# [EXERCISES]
- A) Echo, word for word, the part of the post on the Senate's Terri Schiavo bill that opens with the words containing "I apologize for" and closes with "regarding assisting suicide.".
- B) Proceed with the post on the Senate's Terri Schiavo bill, picking up right after its final sentence.

# [SOURCE EXTRACT]
==================================================
I apologize for going off on this recent Terri Schiavo rant, but you have just got to see the bill that the Senate passed regarding the Terri Schiavo case. Note well the wording of the following sections (emphasis added):
SEC. 6. NO CHANGE OF SUBSTANTIVE RIGHTS.
Nothing in this Act shall be construed to create substantive rights not otherwise secured by the Constitution and laws of the United States or of the several States.
SEC. 7. NO EFFECT ON ASSISTING SUICIDE.
Nothing is this Act shall be construed to confer additional jurisdiction on any court to consider any claim related--
- to assisting suicide, or
- a State law regarding assisting suicide.
SEC. 8. NO PRECEDENT FOR FUTURE LEGISLATION.
Nothing is this Act shall constitute a precedent with respect to future legislation.
SEC. 9. NO AFFECT ON THE PATIENT SELF-DETERMINATION ACT OF 1990.
Nothing in this Act shall affect the rights of any person under the Patient Self-Determination Act of 1990.
Did you catch the significance of the above? Effectively, this is a one-time-only piece of legislation, not meant to change the fundamental legal basis for arguing cases like Schiavo's, but designed solely and exclusively to allow Congress to meddle in just this one case.
This bill clearly states that it can't be used as a legal precedent which means that, if there were another case somewhere in the U.S. that exactly resembled the Schiavo situation, this legislation would be utterly worthless there, and everywhere else.
This is what you call sleazy political opportunism. There's no other way to describe it.
FURTHER EXPLANATION: Based on a private e-mail received here at Cynic HQ, it's probably worth expanding on why it's so bizarre and revealing that the Senate bill was clearly drafted to refer to this, and only this, case and was defined as not setting any kind of legal or legislative precedent. The best way to explain this, I think, is by way of analogy and I'm sure some of you already know where I'm going.
It was back in late 2000 when the Supreme Court of the United States (or "SCROTUS" as we call it here at Cynic HQ) injected itself ludicrously into the Bush/Gore legal action and essentially, in a bizarre display of unconstitutional thievery, handed the election to Bush. Why do I describe it like this? Because SCROTUS, similar to this latest Senate bill, made it clear that their decision was to set no legal precedent whatsoever. In short, SCROTUS handed down a decision that they knew was indefensible, so they made sure they'd never have to defend it as a precedent in other cases.
Don't believe me? Then let's hear from author Vincent Bugliosi, who talks about Bush/Gore and explains how, in defining its decision as having no legal precedent, the court effectively confessed to their "crime". Explains Bugliosi [emphasis added]:
Now how did they confess to the crime? Give me 30, 45 seconds. I’ve said this many times before and you’ve probably seen it on the websites, but I’ll say it again. Here’s how they confessed to their crime. They confessed by saying that their ruling that different standards to count votes violates the Equal Protection Clause, only applied to Bush v. Gore, not to other cases. But if their ruling set forth a valid legal principle, Carolyn, good enough for Bush v. Gore, why wasn’t it good enough for other cases?
==================================================
# [STORED DATA]

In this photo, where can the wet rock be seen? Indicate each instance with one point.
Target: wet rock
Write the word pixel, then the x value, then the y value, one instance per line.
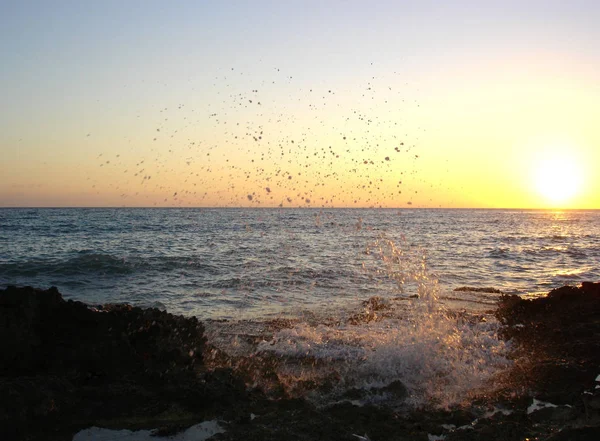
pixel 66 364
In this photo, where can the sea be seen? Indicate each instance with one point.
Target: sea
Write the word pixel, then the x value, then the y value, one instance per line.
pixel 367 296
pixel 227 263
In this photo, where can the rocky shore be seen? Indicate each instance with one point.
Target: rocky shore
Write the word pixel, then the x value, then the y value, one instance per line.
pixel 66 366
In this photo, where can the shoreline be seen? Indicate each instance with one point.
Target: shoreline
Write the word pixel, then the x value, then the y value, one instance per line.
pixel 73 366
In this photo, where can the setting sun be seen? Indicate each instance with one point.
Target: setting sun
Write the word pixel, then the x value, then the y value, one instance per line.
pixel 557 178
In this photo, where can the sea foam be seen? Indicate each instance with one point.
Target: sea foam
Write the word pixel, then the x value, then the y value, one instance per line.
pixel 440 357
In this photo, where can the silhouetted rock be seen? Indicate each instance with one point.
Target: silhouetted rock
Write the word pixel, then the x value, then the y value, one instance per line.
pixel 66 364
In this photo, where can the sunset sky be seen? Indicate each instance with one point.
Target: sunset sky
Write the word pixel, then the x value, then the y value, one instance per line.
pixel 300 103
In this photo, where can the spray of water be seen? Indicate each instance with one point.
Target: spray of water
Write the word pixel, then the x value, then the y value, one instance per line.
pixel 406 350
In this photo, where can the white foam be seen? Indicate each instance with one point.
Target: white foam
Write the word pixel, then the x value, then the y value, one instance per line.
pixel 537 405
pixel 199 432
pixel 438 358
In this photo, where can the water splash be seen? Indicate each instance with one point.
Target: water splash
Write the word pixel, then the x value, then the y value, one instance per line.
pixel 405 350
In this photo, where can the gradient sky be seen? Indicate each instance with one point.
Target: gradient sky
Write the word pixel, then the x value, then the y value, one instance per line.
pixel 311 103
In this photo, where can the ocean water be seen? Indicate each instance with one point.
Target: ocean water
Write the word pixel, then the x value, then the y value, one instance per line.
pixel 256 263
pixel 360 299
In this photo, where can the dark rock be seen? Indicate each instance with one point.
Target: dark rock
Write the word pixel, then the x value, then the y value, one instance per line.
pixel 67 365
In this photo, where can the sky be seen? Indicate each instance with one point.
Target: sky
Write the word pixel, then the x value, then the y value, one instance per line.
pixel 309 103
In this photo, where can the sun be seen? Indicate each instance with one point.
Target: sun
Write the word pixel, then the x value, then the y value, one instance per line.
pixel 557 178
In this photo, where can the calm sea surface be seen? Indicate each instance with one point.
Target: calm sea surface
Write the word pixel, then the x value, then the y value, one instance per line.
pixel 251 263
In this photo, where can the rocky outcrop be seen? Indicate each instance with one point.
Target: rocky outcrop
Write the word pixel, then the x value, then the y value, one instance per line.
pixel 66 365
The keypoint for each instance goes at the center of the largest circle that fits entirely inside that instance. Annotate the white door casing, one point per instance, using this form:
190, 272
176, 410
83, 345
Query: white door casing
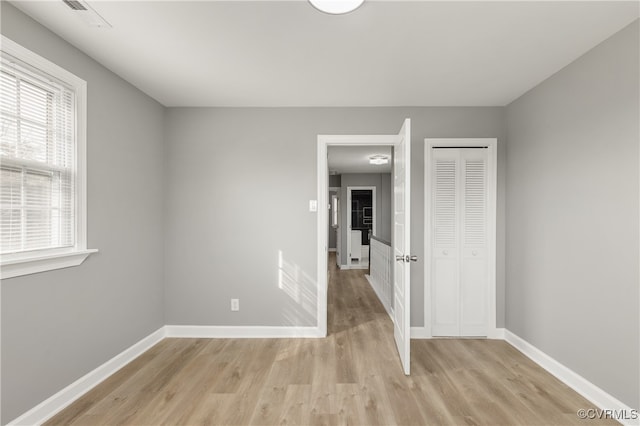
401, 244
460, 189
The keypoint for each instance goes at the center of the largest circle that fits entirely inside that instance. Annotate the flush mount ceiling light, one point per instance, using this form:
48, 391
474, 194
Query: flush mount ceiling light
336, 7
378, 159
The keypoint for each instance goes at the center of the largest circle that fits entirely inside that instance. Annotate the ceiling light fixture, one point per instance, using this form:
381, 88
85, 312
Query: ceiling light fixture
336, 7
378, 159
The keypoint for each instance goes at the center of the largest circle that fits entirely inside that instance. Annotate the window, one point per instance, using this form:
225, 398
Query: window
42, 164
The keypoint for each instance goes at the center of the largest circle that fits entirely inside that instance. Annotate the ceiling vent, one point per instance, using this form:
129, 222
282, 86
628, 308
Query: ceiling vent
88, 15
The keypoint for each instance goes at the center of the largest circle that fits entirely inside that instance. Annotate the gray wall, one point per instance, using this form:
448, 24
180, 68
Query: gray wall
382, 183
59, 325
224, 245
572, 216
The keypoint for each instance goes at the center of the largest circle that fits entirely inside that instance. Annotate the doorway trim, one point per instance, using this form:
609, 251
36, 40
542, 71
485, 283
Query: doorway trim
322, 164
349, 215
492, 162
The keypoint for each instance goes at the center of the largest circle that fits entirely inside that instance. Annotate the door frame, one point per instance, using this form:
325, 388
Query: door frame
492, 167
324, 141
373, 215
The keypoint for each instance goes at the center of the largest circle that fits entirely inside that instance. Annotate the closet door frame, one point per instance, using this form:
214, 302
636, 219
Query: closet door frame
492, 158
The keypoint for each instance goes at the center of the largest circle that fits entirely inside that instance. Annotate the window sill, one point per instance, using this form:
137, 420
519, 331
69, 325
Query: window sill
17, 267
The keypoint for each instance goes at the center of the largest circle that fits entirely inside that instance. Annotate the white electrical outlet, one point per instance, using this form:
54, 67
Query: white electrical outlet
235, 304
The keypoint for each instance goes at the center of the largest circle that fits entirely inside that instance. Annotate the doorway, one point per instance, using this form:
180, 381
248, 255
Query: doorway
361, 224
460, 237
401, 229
==================================================
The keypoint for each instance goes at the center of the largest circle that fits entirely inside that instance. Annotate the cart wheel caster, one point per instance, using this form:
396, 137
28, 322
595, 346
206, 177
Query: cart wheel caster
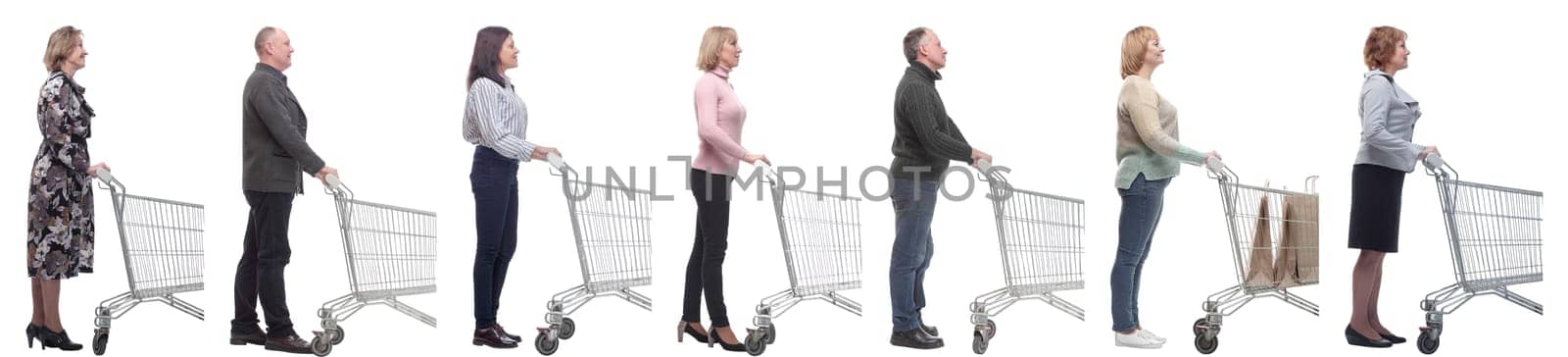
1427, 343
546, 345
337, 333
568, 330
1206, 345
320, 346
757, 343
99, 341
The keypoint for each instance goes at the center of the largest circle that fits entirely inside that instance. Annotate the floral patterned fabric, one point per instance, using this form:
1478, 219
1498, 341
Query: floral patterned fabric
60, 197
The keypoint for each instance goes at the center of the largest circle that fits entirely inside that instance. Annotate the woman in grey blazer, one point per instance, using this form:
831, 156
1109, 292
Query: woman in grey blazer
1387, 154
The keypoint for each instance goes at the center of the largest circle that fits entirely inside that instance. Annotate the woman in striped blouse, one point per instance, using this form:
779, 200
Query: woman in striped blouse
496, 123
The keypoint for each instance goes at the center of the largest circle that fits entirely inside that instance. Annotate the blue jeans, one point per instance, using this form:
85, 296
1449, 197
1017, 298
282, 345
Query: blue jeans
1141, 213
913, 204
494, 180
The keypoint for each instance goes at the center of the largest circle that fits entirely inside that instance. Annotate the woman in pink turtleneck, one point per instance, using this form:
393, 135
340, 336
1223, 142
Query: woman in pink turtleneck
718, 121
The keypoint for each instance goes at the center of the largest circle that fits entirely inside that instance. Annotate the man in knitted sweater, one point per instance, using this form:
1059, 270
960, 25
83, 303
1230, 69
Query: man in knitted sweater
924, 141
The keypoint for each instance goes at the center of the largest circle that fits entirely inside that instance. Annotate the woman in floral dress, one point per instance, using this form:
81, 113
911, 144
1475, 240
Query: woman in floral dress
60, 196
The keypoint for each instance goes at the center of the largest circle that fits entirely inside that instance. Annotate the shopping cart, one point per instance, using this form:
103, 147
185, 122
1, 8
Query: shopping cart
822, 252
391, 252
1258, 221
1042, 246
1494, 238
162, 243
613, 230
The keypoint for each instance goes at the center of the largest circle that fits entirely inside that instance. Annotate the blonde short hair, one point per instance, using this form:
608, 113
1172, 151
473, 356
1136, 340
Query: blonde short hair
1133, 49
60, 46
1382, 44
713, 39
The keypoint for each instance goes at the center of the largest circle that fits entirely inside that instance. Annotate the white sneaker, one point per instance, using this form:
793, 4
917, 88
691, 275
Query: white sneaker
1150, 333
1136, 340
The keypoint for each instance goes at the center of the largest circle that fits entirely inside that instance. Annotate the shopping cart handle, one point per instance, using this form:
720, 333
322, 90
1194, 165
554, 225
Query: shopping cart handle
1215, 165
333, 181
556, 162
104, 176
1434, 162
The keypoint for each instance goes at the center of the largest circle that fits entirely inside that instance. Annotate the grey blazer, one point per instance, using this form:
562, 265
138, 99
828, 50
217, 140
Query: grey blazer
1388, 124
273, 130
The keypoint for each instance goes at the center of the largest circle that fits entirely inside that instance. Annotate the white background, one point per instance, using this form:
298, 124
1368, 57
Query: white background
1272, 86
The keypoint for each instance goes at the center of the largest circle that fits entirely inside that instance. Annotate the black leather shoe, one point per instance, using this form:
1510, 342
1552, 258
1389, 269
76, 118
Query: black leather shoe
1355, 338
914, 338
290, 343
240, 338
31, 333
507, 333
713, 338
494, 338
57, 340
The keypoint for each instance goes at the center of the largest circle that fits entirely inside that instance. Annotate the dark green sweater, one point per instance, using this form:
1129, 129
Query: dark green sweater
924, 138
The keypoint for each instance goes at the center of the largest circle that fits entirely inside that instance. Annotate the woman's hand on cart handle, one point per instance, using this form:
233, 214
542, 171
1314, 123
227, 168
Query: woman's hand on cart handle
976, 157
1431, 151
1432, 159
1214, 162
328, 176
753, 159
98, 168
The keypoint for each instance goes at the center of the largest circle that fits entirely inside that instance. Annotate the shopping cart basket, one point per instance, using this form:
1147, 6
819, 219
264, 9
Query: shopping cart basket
==================================================
# [ANSWERS TO THE PROBLEMS]
- A)
I apologize for going off on this recent Terri Schiavo rant, but you have just got to see the bill that the Senate passed regarding the Terri Schiavo case. Note well the wording of the following sections (emphasis added):
SEC. 6. NO CHANGE OF SUBSTANTIVE RIGHTS.
Nothing in this Act shall be construed to create substantive rights not otherwise secured by the Constitution and laws of the United States or of the several States.
SEC. 7. NO EFFECT ON ASSISTING SUICIDE.
Nothing is this Act shall be construed to confer additional jurisdiction on any court to consider any claim related--
- to assisting suicide, or
- a State law regarding assisting suicide.

- B)
According to Constitutional scholars, this is the first time in the 210-year history of the Court, that the Court limited its ruling to the case before it. Courts don’t do that. Not just the Supreme Court, but appellate courts, they enunciate legal principles to establish what they call “legal precedent”. Here, the Court said, “This ruling only applies to this case.” And that fact alone, if nothing else, shows that these justices were up to no good, that they themselves knew that their ruling was bogus and fraudulent, and only a means to hand the election to George Bush. Because if they felt that their ruling was based on the law, there’s no conceivable reason why they would have said that the ruling only applies, in this case, to Bush v. Gore.
And here's where it gets funny, as Bugliosi uses Supreme Court Justice Antonin "Fat Tony" Scalia's own words to hang that little fucker:
I want to read to you Scalia himself, and this is something that all lawyers and all judges and all law professors know, that appellate court cases enunciate legal principles. But just for someone in your audience who might be wondering whether this is true, I just want to read to you from a decision, it’s United States vs. Virginia, 518 U.S. 515 at page 596. This is Scalia. He said “The Supreme Court of the United States does not sit to announce ‘unique dispositions’. It’s principal function is to establish precedent; that is, to set forth principles of law that every court in American must follow.” That’s in 1996.
But apparently not in Bush v. Gore, the only exception in the 210-year history of the court.
So it's sleazy when it's done by SCROTUS, and it's just as sleazy when it's incorporated into a Senate bill whose only purpose is rank political opportunism.